For the data that follows, report how many lines contain the word "windshield", and nothing else.

[Point-per-instance localization data]
____________________

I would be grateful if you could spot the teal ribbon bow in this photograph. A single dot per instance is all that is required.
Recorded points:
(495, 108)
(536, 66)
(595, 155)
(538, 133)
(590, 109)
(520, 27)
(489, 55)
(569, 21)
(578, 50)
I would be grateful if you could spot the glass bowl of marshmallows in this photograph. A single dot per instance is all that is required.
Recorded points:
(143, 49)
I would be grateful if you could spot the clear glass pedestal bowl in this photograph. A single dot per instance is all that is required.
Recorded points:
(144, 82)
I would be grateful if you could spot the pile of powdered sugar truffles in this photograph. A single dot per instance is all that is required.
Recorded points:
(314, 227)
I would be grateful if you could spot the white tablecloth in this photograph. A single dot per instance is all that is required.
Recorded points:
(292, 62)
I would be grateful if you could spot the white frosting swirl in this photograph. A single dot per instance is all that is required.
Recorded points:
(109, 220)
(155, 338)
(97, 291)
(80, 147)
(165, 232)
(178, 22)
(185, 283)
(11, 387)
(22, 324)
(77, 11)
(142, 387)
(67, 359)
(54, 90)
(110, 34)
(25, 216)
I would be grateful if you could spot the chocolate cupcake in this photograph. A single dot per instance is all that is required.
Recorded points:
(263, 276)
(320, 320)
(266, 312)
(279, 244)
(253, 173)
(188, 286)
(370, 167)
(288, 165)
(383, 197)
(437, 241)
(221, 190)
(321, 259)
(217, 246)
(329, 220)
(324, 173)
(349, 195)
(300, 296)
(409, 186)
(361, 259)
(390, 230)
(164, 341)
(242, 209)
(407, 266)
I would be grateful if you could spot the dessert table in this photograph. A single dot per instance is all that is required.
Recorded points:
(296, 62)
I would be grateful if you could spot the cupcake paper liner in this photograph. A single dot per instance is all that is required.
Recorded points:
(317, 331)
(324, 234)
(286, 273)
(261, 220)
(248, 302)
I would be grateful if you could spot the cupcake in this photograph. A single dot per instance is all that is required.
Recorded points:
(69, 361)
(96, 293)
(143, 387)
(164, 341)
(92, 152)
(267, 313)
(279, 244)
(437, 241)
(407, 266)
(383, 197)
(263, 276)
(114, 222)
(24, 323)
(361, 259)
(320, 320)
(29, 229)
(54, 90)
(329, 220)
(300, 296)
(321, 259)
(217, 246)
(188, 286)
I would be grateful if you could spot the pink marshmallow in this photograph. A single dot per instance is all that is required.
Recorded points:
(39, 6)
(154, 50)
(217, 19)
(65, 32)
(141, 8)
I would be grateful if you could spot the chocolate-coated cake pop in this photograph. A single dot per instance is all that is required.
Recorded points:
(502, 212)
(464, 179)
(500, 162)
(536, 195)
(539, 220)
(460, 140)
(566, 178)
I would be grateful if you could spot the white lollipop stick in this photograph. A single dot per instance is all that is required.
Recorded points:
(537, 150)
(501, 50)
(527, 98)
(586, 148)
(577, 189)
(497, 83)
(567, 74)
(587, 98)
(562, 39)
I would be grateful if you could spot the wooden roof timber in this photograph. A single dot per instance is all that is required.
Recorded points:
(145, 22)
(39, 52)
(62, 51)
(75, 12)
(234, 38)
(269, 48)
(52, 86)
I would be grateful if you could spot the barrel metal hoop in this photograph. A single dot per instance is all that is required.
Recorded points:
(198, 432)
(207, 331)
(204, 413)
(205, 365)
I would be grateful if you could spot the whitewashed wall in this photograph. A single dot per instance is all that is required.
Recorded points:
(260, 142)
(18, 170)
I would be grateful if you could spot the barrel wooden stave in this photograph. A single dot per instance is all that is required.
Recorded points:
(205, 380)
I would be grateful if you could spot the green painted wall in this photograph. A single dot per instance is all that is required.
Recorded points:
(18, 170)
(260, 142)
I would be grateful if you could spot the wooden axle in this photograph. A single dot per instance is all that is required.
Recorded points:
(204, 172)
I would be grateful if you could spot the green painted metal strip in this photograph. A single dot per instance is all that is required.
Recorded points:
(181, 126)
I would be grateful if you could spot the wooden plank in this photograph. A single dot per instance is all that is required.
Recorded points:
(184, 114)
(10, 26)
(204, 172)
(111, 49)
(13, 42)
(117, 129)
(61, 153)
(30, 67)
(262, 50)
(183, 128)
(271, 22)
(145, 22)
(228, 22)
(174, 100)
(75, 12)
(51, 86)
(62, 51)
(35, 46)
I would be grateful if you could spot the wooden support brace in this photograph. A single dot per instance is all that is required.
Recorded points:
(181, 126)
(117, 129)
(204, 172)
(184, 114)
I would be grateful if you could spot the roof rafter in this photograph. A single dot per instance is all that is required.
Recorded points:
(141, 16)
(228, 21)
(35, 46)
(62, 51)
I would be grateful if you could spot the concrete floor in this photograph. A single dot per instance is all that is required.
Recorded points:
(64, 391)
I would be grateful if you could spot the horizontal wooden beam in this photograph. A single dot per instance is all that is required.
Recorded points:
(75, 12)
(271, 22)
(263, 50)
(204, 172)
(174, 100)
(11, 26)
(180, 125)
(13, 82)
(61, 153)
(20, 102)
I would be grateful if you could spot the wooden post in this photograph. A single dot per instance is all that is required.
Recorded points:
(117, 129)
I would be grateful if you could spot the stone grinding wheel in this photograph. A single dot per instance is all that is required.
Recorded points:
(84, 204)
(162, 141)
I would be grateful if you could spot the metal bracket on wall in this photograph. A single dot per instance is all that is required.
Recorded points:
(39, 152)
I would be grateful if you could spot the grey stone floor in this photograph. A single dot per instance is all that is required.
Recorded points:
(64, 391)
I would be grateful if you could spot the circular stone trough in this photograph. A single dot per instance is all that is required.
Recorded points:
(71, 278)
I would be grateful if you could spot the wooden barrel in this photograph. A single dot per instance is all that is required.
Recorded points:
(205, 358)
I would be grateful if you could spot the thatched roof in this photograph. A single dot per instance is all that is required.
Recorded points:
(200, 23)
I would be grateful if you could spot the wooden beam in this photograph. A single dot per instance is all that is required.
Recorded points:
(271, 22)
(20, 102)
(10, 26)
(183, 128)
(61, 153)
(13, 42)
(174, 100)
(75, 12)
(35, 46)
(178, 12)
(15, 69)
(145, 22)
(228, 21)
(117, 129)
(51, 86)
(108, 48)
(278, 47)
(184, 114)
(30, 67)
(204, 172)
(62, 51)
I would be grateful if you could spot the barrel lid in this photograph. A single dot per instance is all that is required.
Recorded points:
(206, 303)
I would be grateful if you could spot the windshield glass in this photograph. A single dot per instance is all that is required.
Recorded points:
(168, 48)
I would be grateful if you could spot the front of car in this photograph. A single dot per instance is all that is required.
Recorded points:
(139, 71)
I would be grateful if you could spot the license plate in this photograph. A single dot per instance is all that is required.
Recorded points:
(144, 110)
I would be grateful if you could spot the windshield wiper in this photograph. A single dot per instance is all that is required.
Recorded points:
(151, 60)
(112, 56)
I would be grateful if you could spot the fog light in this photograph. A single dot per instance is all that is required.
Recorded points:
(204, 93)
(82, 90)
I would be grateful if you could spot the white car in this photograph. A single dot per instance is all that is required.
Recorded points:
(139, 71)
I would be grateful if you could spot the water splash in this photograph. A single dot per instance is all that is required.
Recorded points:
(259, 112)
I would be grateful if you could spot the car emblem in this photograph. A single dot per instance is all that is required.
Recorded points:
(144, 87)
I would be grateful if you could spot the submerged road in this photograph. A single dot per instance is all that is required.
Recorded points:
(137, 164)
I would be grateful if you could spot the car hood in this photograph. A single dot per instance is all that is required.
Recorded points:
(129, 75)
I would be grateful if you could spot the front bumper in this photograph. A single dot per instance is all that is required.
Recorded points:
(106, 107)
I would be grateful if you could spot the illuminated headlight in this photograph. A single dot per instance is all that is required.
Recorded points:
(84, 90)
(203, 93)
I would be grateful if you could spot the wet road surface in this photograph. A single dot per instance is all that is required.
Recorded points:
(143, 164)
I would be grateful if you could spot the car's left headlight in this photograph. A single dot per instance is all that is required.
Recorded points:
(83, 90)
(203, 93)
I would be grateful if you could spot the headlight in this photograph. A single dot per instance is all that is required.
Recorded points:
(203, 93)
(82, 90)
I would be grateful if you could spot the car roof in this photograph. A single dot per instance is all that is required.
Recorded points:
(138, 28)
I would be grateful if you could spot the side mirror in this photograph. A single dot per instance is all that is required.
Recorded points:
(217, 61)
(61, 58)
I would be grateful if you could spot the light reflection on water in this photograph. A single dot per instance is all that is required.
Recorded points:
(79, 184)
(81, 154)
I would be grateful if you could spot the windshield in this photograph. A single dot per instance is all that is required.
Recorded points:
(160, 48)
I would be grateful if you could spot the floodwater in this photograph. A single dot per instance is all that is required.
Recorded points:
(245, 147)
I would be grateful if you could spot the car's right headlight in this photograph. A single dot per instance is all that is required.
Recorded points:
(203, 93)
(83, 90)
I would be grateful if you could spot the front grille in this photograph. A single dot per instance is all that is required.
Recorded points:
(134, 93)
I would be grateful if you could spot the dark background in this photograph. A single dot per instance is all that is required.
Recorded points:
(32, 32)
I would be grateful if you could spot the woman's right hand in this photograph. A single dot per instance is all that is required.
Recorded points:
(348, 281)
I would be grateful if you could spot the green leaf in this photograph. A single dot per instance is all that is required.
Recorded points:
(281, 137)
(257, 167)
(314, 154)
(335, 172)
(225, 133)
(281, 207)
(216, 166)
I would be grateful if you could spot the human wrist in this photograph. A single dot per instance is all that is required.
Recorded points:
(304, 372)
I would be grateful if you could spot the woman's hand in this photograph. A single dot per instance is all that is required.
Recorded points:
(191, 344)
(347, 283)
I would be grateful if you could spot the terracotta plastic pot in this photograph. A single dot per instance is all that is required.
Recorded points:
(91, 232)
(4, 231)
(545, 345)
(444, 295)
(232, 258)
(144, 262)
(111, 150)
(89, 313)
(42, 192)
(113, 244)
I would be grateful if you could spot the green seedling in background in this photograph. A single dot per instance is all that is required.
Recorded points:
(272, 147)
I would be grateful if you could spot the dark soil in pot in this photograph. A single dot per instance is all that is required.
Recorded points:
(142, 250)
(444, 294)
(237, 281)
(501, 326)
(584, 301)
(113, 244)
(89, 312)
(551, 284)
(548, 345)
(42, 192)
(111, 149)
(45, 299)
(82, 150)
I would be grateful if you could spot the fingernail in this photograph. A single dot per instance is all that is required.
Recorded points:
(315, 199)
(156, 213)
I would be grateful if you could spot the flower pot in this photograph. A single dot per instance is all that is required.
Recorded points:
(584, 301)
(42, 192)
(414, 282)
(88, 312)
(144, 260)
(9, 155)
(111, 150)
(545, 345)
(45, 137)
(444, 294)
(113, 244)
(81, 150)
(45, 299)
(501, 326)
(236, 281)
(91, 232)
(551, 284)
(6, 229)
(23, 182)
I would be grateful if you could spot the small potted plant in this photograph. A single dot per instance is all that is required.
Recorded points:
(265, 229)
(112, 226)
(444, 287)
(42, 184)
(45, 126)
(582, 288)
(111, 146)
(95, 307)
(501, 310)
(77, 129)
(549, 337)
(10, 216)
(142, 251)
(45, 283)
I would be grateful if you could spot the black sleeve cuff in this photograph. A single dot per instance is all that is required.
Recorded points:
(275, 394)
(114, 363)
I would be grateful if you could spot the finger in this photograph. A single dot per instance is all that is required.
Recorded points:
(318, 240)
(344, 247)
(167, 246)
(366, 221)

____________________

**OUTPUT OF THE EXERCISE:** 3